:: EXCERPTED TEXT

Finally, the above analysis also heuristically guarantees that our algorithm, with overwhelming probability, will not veer off significantly from the actual gap. The reason for this is the following. Assume that our algorithm has to make a choice at some stage in step 2 on which column to pick among many of equal minimum non-zero weight. In the case that it makes a "wrong" choice that results in a large gap, this would mean that the sub-matrix $H^{\prime}$ (where remaining rows follow the same distribution as only the column weight has been affected by removing rows in step 2) would have to contain a sufficient number of large-enough independent structures, which, again, as argued above, is unlikely. This provides theoretical evidence for our empirical finding that our algorithm indeed performs near-optimally.

::::
:: DATA EXTRACT

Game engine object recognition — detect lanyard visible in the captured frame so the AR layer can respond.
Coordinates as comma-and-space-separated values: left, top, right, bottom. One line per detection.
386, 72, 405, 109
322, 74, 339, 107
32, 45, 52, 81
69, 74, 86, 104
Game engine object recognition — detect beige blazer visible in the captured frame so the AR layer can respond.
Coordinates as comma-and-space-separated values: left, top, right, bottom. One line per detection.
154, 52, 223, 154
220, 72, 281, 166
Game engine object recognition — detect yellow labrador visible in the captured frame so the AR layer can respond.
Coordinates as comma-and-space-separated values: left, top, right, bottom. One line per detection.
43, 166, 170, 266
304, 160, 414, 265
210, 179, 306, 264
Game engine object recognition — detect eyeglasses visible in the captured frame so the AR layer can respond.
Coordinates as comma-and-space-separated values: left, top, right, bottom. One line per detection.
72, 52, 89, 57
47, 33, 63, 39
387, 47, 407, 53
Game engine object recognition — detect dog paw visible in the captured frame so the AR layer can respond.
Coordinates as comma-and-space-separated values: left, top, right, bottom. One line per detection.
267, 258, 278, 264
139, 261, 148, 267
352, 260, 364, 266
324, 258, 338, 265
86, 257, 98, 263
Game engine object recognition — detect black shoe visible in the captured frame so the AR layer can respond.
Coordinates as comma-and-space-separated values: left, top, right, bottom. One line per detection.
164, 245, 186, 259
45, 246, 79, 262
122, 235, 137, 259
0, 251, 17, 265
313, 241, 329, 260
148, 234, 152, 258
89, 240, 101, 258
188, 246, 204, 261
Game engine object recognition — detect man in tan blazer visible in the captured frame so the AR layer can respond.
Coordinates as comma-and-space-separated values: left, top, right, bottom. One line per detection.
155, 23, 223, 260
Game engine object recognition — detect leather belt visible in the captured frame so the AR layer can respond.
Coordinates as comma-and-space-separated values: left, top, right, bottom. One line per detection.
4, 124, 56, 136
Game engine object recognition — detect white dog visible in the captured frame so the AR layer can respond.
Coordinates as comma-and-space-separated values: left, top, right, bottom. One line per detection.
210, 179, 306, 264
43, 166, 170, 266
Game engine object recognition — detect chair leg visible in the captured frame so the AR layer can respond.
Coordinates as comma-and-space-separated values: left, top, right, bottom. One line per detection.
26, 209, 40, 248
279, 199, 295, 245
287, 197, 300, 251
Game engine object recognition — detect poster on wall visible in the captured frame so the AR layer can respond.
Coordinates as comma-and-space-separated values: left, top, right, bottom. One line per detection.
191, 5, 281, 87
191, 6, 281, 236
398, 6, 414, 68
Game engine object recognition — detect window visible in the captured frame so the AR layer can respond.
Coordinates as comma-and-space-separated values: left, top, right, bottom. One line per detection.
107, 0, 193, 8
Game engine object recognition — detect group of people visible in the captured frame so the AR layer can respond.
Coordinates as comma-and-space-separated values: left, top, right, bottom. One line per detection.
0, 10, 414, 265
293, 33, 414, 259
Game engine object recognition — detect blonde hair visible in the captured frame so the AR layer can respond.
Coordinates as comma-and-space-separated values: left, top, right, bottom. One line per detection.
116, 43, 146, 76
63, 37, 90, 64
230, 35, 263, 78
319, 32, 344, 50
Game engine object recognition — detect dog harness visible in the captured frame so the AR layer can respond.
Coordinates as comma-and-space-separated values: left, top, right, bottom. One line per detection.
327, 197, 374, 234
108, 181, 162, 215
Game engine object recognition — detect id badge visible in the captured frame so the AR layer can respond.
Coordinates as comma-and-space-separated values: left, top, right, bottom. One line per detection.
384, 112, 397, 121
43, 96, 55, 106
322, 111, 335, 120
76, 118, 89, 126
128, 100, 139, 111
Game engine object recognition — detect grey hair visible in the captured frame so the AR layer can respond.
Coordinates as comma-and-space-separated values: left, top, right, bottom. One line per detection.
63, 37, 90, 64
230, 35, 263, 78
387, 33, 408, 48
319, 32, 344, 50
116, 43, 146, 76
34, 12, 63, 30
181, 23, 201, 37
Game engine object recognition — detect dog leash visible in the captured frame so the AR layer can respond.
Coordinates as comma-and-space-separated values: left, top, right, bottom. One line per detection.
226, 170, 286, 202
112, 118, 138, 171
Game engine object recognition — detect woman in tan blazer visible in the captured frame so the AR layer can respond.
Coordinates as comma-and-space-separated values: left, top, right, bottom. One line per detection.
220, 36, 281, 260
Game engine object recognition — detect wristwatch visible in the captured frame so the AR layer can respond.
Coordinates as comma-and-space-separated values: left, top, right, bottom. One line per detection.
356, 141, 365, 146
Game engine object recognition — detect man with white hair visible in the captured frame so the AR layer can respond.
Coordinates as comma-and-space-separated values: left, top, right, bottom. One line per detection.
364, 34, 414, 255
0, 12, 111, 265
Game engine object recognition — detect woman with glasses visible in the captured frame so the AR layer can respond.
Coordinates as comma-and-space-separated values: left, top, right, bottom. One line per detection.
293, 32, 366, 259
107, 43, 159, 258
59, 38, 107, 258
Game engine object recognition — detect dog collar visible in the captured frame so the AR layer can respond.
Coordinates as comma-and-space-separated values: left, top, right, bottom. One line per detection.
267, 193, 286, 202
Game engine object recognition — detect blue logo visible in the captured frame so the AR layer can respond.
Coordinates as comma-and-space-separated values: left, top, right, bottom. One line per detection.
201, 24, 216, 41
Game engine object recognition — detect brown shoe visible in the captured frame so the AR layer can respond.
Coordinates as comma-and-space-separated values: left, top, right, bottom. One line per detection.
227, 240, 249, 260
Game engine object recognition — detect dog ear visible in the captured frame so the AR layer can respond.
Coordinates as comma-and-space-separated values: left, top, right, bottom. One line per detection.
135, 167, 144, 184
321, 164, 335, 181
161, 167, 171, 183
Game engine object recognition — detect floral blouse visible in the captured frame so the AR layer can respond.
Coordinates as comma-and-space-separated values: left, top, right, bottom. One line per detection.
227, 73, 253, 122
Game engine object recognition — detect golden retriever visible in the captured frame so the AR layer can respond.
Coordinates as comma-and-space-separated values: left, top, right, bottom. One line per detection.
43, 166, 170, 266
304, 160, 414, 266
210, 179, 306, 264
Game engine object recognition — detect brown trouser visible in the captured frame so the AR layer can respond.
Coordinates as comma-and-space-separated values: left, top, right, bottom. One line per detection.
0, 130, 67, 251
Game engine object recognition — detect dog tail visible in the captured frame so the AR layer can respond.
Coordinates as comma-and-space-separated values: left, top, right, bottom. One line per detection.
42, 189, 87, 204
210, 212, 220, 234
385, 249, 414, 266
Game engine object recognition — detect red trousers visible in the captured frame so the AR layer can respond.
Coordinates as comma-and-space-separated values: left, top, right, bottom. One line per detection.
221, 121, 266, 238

::::

» PARTS OF THE EXERCISE:
A. Copy out the part of the algorithm excerpt that begins at the words "Finally, the above" and stops after the words "indeed performs near-optimally.".
B. How many lines of the entries contain the string "brown", counting only matches with the same case? Reply with the number alone.
The excerpt on the algorithm's gap analysis has no connection to the entries.

» WORKED ANSWERS:
A.
Finally, the above analysis also heuristically guarantees that our algorithm, with overwhelming probability, will not veer off significantly from the actual gap. The reason for this is the following. Assume that our algorithm has to make a choice at some stage in step 2 on which column to pick among many of equal minimum non-zero weight. In the case that it makes a "wrong" choice that results in a large gap, this would mean that the sub-matrix $H^{\prime}$ (where remaining rows follow the same distribution as only the column weight has been affected by removing rows in step 2) would have to contain a sufficient number of large-enough independent structures, which, again, as argued above, is unlikely. This provides theoretical evidence for our empirical finding that our algorithm indeed performs near-optimally.

B. 2